-- Task objective --
Count the lines below that contain the string "negative", where uppercase and lowercase letters count as different. Reply with the number alone.

-- Data in this exercise --
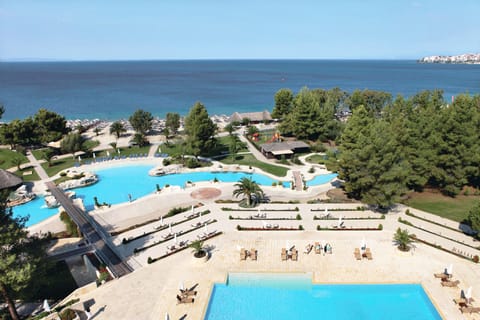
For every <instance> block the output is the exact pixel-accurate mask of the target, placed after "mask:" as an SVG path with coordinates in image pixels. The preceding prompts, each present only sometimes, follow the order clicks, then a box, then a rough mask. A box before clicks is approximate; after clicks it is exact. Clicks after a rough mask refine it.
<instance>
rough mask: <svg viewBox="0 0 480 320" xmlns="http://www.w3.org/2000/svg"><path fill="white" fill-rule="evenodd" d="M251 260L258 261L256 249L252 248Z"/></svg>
mask: <svg viewBox="0 0 480 320" xmlns="http://www.w3.org/2000/svg"><path fill="white" fill-rule="evenodd" d="M250 258H251V259H252V260H257V250H256V249H255V248H252V250H250Z"/></svg>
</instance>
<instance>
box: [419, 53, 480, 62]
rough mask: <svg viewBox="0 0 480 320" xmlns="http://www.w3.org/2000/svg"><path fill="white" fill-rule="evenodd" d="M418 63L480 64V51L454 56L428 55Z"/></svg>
mask: <svg viewBox="0 0 480 320" xmlns="http://www.w3.org/2000/svg"><path fill="white" fill-rule="evenodd" d="M418 63H466V64H480V53H465V54H460V55H456V56H429V57H423V58H421V59H420V60H418Z"/></svg>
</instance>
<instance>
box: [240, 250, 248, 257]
mask: <svg viewBox="0 0 480 320" xmlns="http://www.w3.org/2000/svg"><path fill="white" fill-rule="evenodd" d="M246 259H247V250H245V249H244V248H242V249H240V260H246Z"/></svg>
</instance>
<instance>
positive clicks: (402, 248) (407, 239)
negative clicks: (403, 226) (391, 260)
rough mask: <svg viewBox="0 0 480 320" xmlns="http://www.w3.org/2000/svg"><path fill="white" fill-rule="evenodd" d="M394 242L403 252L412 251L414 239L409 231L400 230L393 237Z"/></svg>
mask: <svg viewBox="0 0 480 320" xmlns="http://www.w3.org/2000/svg"><path fill="white" fill-rule="evenodd" d="M393 240H394V241H395V244H396V245H397V246H398V248H399V249H400V250H401V251H408V250H410V245H411V244H412V243H413V239H412V237H411V236H410V233H409V232H408V230H407V229H404V230H401V229H400V228H398V229H397V232H396V233H395V234H394V235H393Z"/></svg>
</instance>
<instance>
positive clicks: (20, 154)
mask: <svg viewBox="0 0 480 320" xmlns="http://www.w3.org/2000/svg"><path fill="white" fill-rule="evenodd" d="M14 158H20V159H22V163H27V162H28V159H27V157H25V156H24V155H23V154H21V153H19V152H15V151H12V150H8V149H0V168H2V169H9V168H12V167H15V165H14V164H13V159H14Z"/></svg>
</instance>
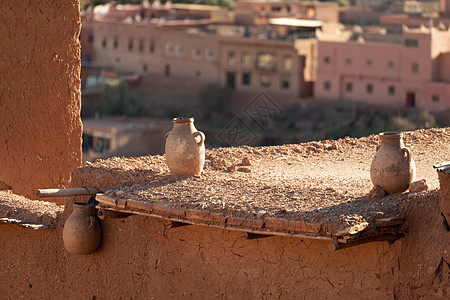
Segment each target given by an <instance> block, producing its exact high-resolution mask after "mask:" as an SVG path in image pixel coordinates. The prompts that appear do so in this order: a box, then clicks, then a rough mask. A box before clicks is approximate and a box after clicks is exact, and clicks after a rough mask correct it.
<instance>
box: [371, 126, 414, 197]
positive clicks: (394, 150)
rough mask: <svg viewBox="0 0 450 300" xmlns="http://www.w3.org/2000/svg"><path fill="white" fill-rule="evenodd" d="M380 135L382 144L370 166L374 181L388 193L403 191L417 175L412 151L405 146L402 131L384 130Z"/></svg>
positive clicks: (375, 184)
mask: <svg viewBox="0 0 450 300" xmlns="http://www.w3.org/2000/svg"><path fill="white" fill-rule="evenodd" d="M379 137H380V142H381V144H379V145H378V146H377V148H378V151H377V153H376V154H375V156H374V158H373V161H372V165H371V166H370V178H371V180H372V183H373V184H374V185H378V186H380V187H381V188H382V189H383V190H384V191H385V192H386V193H388V194H393V193H402V192H404V191H406V190H407V189H408V186H409V184H410V183H411V182H413V181H414V178H415V176H416V164H415V162H414V159H413V158H412V156H411V151H410V150H409V149H408V148H405V145H404V144H403V133H401V132H383V133H380V134H379Z"/></svg>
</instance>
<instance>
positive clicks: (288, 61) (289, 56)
mask: <svg viewBox="0 0 450 300" xmlns="http://www.w3.org/2000/svg"><path fill="white" fill-rule="evenodd" d="M292 65H293V63H292V57H291V56H290V55H286V56H285V57H283V70H285V71H290V70H292Z"/></svg>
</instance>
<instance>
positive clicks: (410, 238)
mask: <svg viewBox="0 0 450 300" xmlns="http://www.w3.org/2000/svg"><path fill="white" fill-rule="evenodd" d="M436 194H437V193H436V192H429V193H428V194H427V196H425V197H422V198H420V199H415V200H414V201H411V203H410V205H409V206H408V209H407V212H406V219H407V223H406V226H407V227H408V234H407V235H406V237H405V238H403V239H401V240H398V241H396V242H395V243H394V244H392V245H390V244H389V243H388V242H375V243H370V244H364V245H360V246H355V247H352V248H348V249H343V250H338V251H335V252H331V251H329V249H328V243H327V242H324V241H315V240H302V239H300V238H293V237H268V238H263V239H254V240H247V239H245V238H244V237H243V236H242V233H239V232H236V231H228V230H223V229H214V228H208V227H203V226H193V225H192V226H184V227H178V228H172V229H166V228H165V226H164V222H163V221H161V220H159V219H156V218H150V217H145V216H131V217H129V218H126V219H106V220H105V221H103V222H102V230H103V242H102V245H101V247H100V248H99V250H98V251H97V252H95V253H93V254H92V255H88V256H78V255H70V254H68V253H67V252H66V251H65V250H64V247H63V244H62V239H61V236H62V229H61V228H57V229H46V230H37V231H33V230H31V229H26V228H22V227H19V226H17V225H12V224H4V225H0V229H1V231H2V234H1V235H0V249H2V255H1V256H0V265H1V266H2V268H0V298H2V299H5V298H6V299H14V298H19V297H24V298H28V299H31V298H34V299H36V298H41V299H44V298H48V297H52V298H54V299H120V298H123V299H130V298H133V299H213V298H219V299H246V298H247V299H259V298H263V299H330V298H333V299H419V298H421V297H423V298H425V299H444V298H445V297H447V296H448V295H449V294H450V285H449V281H450V269H449V263H450V257H449V253H448V249H449V247H450V232H448V231H447V230H446V228H445V227H444V226H443V223H442V222H443V219H442V217H441V215H440V210H439V208H438V205H437V203H438V201H437V197H436Z"/></svg>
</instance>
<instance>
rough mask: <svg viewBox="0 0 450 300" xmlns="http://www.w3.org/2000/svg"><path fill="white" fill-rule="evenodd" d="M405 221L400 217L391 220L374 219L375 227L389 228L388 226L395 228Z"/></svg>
mask: <svg viewBox="0 0 450 300" xmlns="http://www.w3.org/2000/svg"><path fill="white" fill-rule="evenodd" d="M405 221H406V219H405V218H401V217H393V218H382V219H376V220H375V225H376V226H377V227H389V226H397V225H402V224H403V223H405Z"/></svg>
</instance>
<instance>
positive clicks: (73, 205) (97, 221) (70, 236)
mask: <svg viewBox="0 0 450 300" xmlns="http://www.w3.org/2000/svg"><path fill="white" fill-rule="evenodd" d="M101 237H102V233H101V229H100V224H99V222H98V220H97V218H96V217H95V206H94V205H92V206H91V207H87V206H86V204H84V203H74V204H73V211H72V214H71V215H70V216H69V218H68V219H67V221H66V223H65V224H64V229H63V242H64V247H65V248H66V250H67V252H69V253H71V254H84V255H86V254H91V253H92V252H94V251H95V250H96V249H97V248H98V246H99V245H100V240H101Z"/></svg>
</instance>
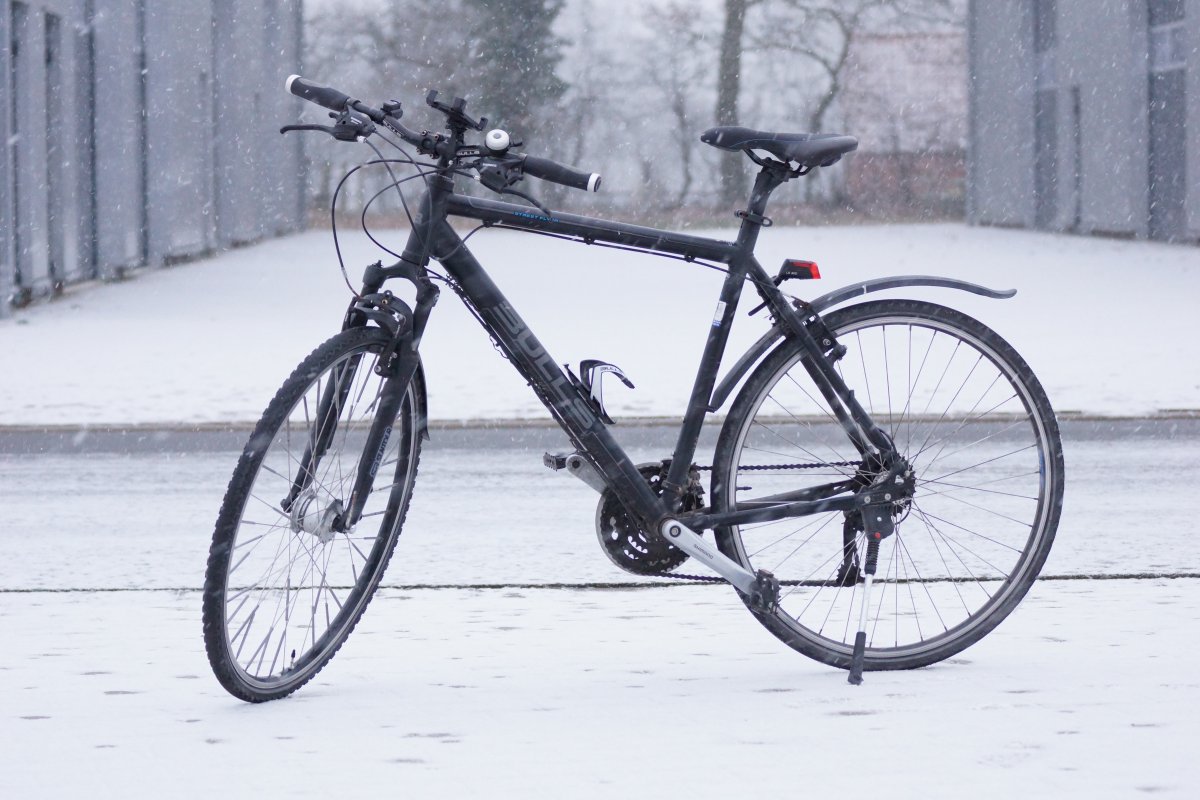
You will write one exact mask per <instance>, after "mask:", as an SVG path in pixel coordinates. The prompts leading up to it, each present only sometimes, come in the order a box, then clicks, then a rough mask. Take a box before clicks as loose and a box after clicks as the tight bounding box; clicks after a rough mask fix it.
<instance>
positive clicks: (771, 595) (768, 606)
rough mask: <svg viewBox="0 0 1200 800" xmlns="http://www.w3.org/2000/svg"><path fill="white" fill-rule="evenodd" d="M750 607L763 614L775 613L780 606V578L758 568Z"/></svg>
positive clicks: (751, 591) (750, 595)
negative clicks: (779, 584)
mask: <svg viewBox="0 0 1200 800" xmlns="http://www.w3.org/2000/svg"><path fill="white" fill-rule="evenodd" d="M749 600H750V608H751V609H752V610H755V612H758V613H762V614H774V613H775V609H778V608H779V578H776V577H775V576H774V575H772V573H770V572H767V571H766V570H758V572H757V573H756V575H755V577H754V590H752V591H751V593H750V597H749Z"/></svg>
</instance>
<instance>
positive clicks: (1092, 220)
mask: <svg viewBox="0 0 1200 800" xmlns="http://www.w3.org/2000/svg"><path fill="white" fill-rule="evenodd" d="M967 24H968V30H967V37H968V52H970V76H971V77H970V80H971V89H970V97H971V103H970V155H968V164H967V167H968V191H967V216H968V219H971V221H972V222H974V223H979V224H997V225H1018V227H1027V228H1040V229H1045V230H1061V231H1078V233H1085V234H1108V235H1120V236H1138V237H1150V239H1159V240H1165V241H1193V242H1194V241H1200V0H1086V1H1085V0H972V2H971V5H970V10H968V20H967Z"/></svg>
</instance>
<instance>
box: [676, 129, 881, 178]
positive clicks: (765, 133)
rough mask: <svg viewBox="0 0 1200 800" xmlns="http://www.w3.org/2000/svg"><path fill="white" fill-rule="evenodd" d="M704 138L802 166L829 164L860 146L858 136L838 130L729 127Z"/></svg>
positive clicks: (719, 143) (732, 146) (825, 166)
mask: <svg viewBox="0 0 1200 800" xmlns="http://www.w3.org/2000/svg"><path fill="white" fill-rule="evenodd" d="M700 140H701V142H703V143H704V144H710V145H713V146H714V148H720V149H721V150H766V151H767V152H769V154H770V155H773V156H775V157H776V158H779V160H780V161H784V162H796V163H798V164H799V166H800V168H802V169H803V168H810V169H811V168H812V167H828V166H829V164H833V163H836V162H838V161H839V160H840V158H841V157H842V156H844V155H846V154H847V152H850V151H852V150H857V149H858V139H856V138H854V137H852V136H841V134H838V133H768V132H766V131H751V130H750V128H743V127H736V126H725V127H719V128H708V130H707V131H704V132H703V133H702V134H700Z"/></svg>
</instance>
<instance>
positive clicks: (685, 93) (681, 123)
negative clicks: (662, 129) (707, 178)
mask: <svg viewBox="0 0 1200 800" xmlns="http://www.w3.org/2000/svg"><path fill="white" fill-rule="evenodd" d="M646 22H647V24H648V25H649V28H650V30H652V31H653V34H652V36H650V37H649V38H648V41H646V42H644V43H643V47H642V50H641V52H642V58H643V59H644V60H646V62H647V67H648V68H647V70H646V72H647V73H649V74H655V77H656V80H655V82H654V86H653V88H654V94H653V97H654V100H655V101H656V102H655V104H654V107H652V108H650V109H649V113H650V116H652V119H653V120H654V121H655V128H660V127H661V124H660V122H659V120H664V119H665V120H667V121H668V122H670V126H671V130H670V136H671V139H672V142H673V144H674V149H676V150H677V152H678V156H679V160H678V166H679V184H678V188H677V190H676V193H674V198H673V200H672V203H671V206H672V207H673V209H680V207H683V205H684V203H686V199H688V194H689V192H691V187H692V184H694V176H695V154H696V143H697V142H698V140H700V132H701V127H707V126H702V125H701V124H700V122H698V121H697V119H698V116H700V115H698V114H697V112H696V107H697V106H698V102H700V96H701V94H702V90H703V84H704V83H706V80H704V79H706V73H708V70H709V64H710V62H712V61H710V58H712V54H710V47H709V43H708V36H707V31H706V25H704V19H703V18H702V17H698V16H697V14H696V12H695V8H694V6H691V5H689V4H685V2H683V1H682V0H672V1H671V2H668V4H667V5H665V6H652V7H649V8H648V10H647V12H646ZM706 116H707V115H706Z"/></svg>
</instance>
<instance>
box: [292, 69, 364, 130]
mask: <svg viewBox="0 0 1200 800" xmlns="http://www.w3.org/2000/svg"><path fill="white" fill-rule="evenodd" d="M283 86H284V89H287V90H288V91H289V92H292V94H293V95H295V96H296V97H300V98H301V100H307V101H308V102H310V103H317V104H318V106H323V107H324V108H328V109H329V110H331V112H344V110H346V109H350V110H355V112H359V113H360V114H366V115H367V116H370V118H371V119H372V120H373V121H376V122H383V121H384V118H385V116H386V115H385V114H384V113H383V112H382V110H379V109H378V108H373V107H371V106H367V104H366V103H364V102H362V101H360V100H354V98H353V97H350V96H349V95H347V94H346V92H342V91H338V90H336V89H334V88H332V86H323V85H320V84H319V83H313V82H311V80H306V79H305V78H301V77H300V76H288V79H287V80H286V82H284V84H283Z"/></svg>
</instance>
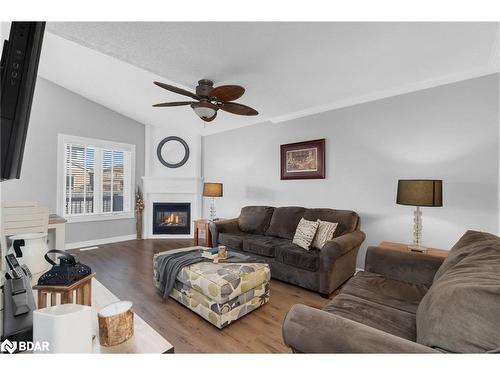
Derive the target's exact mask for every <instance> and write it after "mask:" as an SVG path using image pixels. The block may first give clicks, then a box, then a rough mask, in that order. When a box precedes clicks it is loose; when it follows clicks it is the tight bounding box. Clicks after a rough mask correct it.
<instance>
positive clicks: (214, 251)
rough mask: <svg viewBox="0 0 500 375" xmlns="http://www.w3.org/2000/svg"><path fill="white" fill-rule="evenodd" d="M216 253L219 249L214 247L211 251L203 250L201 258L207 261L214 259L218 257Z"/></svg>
mask: <svg viewBox="0 0 500 375" xmlns="http://www.w3.org/2000/svg"><path fill="white" fill-rule="evenodd" d="M218 253H219V249H218V248H216V247H212V248H211V249H206V250H203V252H202V253H201V256H202V257H204V258H208V259H214V258H215V257H217V256H218Z"/></svg>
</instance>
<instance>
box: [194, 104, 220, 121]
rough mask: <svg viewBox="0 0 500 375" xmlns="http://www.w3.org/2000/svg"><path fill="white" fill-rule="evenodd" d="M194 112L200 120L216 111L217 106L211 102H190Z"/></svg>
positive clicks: (210, 114) (211, 115) (208, 115)
mask: <svg viewBox="0 0 500 375" xmlns="http://www.w3.org/2000/svg"><path fill="white" fill-rule="evenodd" d="M191 108H193V111H194V113H196V114H197V115H198V116H199V117H200V118H201V119H202V120H206V119H209V118H211V117H213V116H214V115H215V113H216V112H217V107H216V106H215V105H213V104H212V103H209V102H205V101H201V102H199V103H193V104H191Z"/></svg>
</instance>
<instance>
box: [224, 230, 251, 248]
mask: <svg viewBox="0 0 500 375" xmlns="http://www.w3.org/2000/svg"><path fill="white" fill-rule="evenodd" d="M245 235H246V234H245V233H243V232H239V233H219V238H218V240H217V241H218V243H219V245H224V246H227V247H230V248H231V249H234V250H242V249H243V239H244V238H245Z"/></svg>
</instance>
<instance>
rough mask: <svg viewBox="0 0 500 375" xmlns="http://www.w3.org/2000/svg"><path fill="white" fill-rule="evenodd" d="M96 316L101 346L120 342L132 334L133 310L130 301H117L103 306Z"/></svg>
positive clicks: (119, 343) (109, 344)
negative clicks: (118, 301) (98, 330)
mask: <svg viewBox="0 0 500 375" xmlns="http://www.w3.org/2000/svg"><path fill="white" fill-rule="evenodd" d="M97 318H98V321H99V342H100V343H101V345H102V346H114V345H118V344H121V343H122V342H124V341H127V340H128V339H129V338H131V337H132V335H133V334H134V310H132V302H130V301H119V302H115V303H112V304H110V305H108V306H106V307H104V308H103V309H102V310H101V311H99V312H98V314H97Z"/></svg>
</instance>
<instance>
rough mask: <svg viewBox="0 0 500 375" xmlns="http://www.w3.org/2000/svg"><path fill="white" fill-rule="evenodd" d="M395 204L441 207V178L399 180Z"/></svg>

-- Exercise answer --
4